[Start of section]

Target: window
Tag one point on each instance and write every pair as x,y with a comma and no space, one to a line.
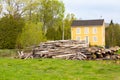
86,39
94,38
78,30
86,30
94,30
78,38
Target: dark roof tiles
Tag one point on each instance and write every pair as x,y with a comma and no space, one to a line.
87,22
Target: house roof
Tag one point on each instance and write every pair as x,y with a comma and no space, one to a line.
87,22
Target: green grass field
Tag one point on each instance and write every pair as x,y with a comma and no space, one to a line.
55,69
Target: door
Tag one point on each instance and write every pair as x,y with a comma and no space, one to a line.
87,39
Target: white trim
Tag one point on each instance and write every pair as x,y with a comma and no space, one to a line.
87,38
94,39
86,30
94,30
78,38
78,30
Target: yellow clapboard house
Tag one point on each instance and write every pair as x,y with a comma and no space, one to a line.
92,31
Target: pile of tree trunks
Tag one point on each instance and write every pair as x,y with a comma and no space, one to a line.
71,50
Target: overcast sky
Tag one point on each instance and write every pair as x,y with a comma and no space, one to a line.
94,9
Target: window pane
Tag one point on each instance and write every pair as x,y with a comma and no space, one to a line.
86,30
78,30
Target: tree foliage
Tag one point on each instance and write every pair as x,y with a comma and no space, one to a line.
9,31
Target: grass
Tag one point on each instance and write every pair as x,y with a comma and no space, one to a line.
7,52
118,52
55,69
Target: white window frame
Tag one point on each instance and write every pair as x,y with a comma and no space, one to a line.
86,30
88,39
78,38
78,31
94,39
94,30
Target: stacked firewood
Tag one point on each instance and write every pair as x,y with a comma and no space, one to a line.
72,50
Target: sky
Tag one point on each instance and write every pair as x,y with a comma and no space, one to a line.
94,9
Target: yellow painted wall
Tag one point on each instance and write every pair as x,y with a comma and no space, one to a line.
100,34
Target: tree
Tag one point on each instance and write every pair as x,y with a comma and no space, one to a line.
31,35
9,31
51,13
112,35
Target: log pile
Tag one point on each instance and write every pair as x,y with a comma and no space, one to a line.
72,50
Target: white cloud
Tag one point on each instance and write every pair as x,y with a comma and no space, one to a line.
87,9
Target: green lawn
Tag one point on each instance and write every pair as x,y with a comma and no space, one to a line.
54,69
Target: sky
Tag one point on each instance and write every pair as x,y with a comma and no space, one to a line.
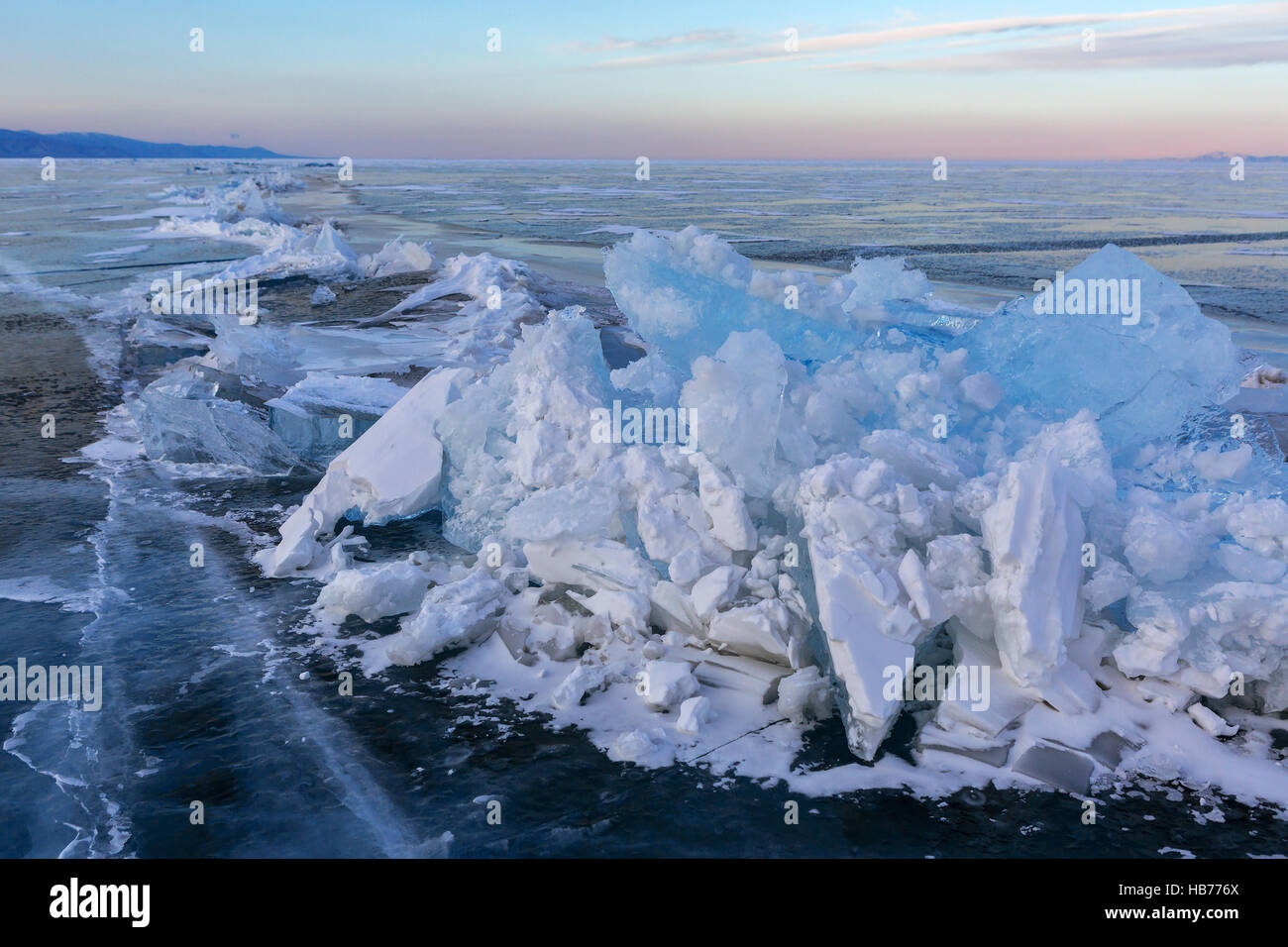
666,78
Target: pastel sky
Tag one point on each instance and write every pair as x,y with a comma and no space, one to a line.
669,78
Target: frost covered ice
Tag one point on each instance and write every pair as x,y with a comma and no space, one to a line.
1059,502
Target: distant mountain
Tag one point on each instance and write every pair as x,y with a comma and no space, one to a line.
93,145
1224,157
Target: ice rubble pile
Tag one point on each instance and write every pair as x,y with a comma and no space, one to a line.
863,493
266,395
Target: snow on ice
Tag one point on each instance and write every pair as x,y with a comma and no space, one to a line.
1068,504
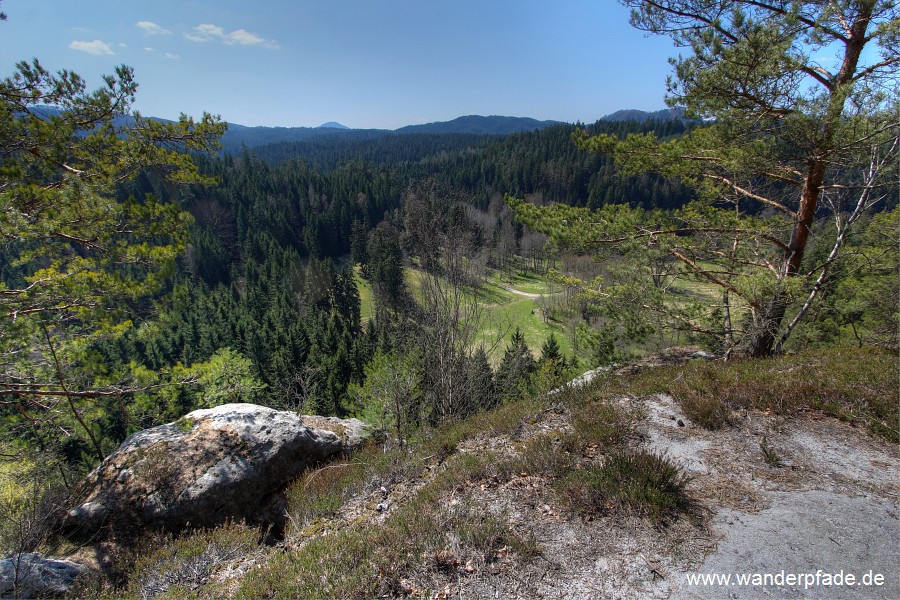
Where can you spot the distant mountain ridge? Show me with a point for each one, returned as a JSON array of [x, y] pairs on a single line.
[[476, 124], [641, 116], [238, 137]]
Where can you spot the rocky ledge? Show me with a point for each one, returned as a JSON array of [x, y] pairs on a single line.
[[228, 463]]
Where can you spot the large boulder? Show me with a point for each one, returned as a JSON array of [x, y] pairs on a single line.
[[213, 465], [33, 575]]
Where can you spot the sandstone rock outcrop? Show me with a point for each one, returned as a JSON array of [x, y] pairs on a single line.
[[33, 575], [212, 465]]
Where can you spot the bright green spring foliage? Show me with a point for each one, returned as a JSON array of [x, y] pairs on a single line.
[[800, 107], [76, 260]]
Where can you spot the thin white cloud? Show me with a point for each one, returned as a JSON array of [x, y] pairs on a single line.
[[207, 32], [97, 47], [151, 28]]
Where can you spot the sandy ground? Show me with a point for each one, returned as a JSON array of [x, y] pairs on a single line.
[[831, 508]]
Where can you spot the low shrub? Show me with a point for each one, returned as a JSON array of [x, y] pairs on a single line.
[[639, 482]]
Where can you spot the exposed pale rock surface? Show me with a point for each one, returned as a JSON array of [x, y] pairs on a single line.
[[212, 465]]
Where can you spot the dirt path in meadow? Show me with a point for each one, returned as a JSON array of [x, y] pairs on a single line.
[[526, 294]]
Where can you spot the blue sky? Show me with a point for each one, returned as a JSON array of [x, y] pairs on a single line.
[[365, 63]]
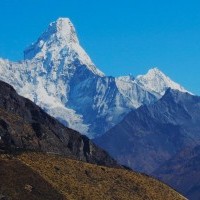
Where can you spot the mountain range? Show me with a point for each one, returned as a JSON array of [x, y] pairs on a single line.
[[161, 139], [25, 126], [147, 122], [41, 159], [58, 75]]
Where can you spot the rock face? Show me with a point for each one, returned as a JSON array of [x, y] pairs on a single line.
[[182, 172], [59, 76], [23, 125], [153, 134]]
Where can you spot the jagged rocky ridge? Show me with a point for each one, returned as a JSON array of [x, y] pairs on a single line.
[[59, 76], [25, 126], [153, 134]]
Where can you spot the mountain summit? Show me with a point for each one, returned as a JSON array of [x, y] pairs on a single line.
[[60, 42], [59, 76]]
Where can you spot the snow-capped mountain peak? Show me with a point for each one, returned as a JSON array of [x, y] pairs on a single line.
[[155, 81], [60, 44], [59, 76]]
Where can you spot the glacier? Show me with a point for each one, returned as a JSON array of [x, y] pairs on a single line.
[[58, 75]]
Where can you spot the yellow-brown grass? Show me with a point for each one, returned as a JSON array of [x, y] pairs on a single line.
[[78, 180]]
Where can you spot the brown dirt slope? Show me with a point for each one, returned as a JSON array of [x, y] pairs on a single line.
[[71, 179]]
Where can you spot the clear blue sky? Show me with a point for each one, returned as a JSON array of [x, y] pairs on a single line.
[[121, 37]]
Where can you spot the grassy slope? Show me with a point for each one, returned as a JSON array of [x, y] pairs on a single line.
[[69, 179]]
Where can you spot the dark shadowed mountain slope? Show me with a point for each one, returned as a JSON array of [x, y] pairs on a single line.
[[40, 176], [151, 135], [23, 125], [183, 172]]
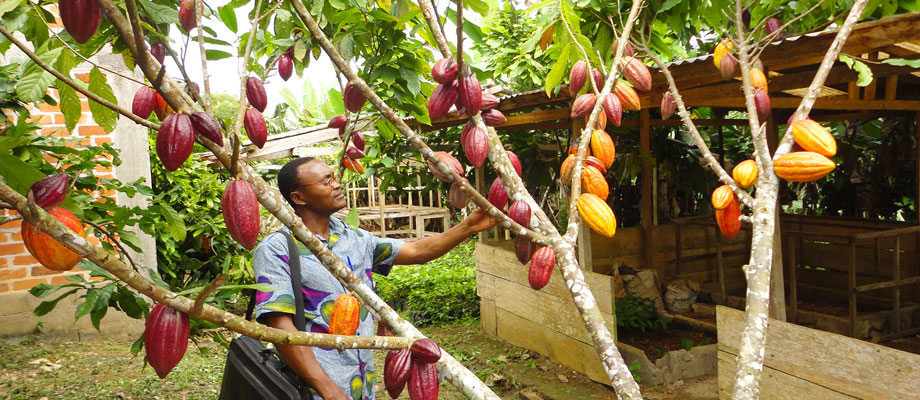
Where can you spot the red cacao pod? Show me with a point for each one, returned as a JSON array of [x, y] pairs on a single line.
[[425, 351], [520, 212], [145, 98], [354, 99], [476, 146], [175, 140], [346, 315], [187, 15], [441, 99], [396, 371], [451, 162], [241, 213], [668, 106], [255, 93], [541, 267], [444, 71], [423, 381], [207, 126], [497, 195], [493, 117], [47, 250], [583, 104], [50, 191], [165, 338], [577, 77], [80, 17], [255, 126], [285, 67]]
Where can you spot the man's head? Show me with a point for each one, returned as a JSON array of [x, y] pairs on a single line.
[[309, 183]]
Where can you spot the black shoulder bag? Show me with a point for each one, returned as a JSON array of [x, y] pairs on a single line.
[[254, 372]]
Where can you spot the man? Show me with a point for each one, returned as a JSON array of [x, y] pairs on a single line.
[[309, 185]]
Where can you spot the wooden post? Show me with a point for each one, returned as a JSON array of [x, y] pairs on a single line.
[[646, 189]]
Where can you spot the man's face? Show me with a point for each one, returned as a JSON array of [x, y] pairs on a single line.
[[318, 190]]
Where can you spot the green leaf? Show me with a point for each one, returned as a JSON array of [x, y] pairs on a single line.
[[104, 116]]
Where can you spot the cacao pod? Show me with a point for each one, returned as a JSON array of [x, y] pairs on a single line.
[[636, 73], [423, 381], [187, 15], [207, 126], [165, 338], [285, 67], [602, 147], [175, 140], [441, 99], [80, 17], [489, 101], [668, 106], [470, 94], [476, 146], [48, 251], [346, 315], [338, 121], [745, 173], [50, 191], [145, 98], [425, 351], [255, 126], [812, 136], [762, 104], [493, 117], [451, 162], [577, 77], [497, 195], [594, 182], [354, 99], [520, 212], [758, 79], [802, 166], [597, 214], [583, 104], [629, 99], [613, 109], [722, 196], [444, 71], [728, 219], [396, 370], [541, 267], [524, 249], [515, 161], [255, 93], [241, 213]]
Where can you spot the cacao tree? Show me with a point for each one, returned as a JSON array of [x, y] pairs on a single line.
[[381, 52]]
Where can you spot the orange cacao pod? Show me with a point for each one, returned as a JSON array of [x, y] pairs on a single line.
[[602, 147], [722, 196], [346, 315], [802, 166], [812, 136], [597, 214], [745, 173], [48, 251]]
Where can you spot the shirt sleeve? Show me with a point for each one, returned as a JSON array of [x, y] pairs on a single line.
[[271, 266]]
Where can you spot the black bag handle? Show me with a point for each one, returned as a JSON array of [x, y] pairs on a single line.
[[294, 261]]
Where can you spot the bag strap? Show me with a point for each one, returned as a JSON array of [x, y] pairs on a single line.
[[294, 261]]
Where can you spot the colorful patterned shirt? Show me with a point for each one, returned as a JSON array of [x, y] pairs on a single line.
[[351, 370]]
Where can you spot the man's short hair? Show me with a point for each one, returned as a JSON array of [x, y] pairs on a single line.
[[287, 177]]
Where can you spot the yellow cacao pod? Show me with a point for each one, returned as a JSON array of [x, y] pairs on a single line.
[[745, 173], [802, 166], [597, 214], [812, 136], [722, 197]]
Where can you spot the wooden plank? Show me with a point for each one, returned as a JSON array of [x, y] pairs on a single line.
[[850, 366]]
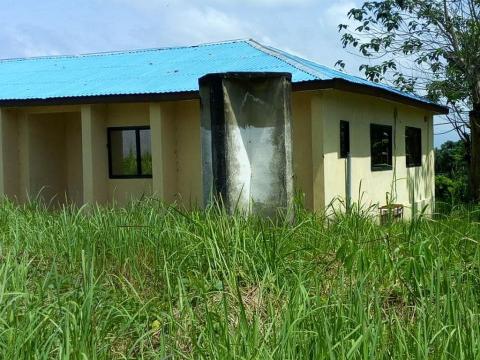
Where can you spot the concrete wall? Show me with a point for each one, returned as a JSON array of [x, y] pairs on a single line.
[[66, 147], [9, 153], [123, 190]]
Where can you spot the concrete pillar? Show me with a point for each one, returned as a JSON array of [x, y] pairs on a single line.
[[94, 154], [164, 168], [9, 155], [24, 157], [246, 141], [156, 122], [318, 174]]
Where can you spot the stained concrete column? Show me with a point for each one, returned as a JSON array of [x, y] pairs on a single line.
[[9, 159], [94, 154], [318, 174]]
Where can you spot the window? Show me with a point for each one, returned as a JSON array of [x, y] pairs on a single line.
[[413, 146], [381, 147], [344, 139], [129, 152]]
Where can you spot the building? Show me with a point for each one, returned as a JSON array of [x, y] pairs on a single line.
[[111, 127]]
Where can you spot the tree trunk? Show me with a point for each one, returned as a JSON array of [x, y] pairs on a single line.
[[475, 153], [475, 142]]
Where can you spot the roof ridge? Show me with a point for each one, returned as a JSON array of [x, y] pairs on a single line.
[[281, 56], [120, 52]]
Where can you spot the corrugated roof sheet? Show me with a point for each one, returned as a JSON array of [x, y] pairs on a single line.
[[153, 71]]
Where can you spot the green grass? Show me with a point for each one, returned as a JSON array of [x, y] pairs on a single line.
[[152, 282]]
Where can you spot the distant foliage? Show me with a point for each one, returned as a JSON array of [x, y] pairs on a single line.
[[451, 168]]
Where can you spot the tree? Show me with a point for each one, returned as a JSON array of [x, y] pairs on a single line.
[[430, 47], [451, 170]]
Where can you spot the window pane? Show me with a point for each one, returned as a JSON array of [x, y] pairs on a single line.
[[413, 146], [381, 147], [344, 138], [123, 152], [146, 151]]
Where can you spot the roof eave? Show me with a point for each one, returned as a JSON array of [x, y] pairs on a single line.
[[345, 85], [338, 84]]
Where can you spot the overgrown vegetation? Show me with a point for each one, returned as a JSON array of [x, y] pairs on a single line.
[[150, 281], [451, 169]]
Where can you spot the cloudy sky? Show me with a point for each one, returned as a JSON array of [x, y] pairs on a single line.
[[48, 27]]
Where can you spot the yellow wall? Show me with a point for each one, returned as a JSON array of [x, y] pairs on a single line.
[[74, 139], [123, 190], [405, 186], [9, 154], [189, 155], [302, 147]]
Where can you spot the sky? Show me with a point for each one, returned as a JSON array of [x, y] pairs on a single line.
[[307, 28]]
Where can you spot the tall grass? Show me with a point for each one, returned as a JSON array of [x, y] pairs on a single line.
[[153, 282]]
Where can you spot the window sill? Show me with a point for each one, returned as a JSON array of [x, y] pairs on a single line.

[End of section]

Problem to solve
Of all the lines above, tally those with the word "pile". Write the total only.

Solution to this task
3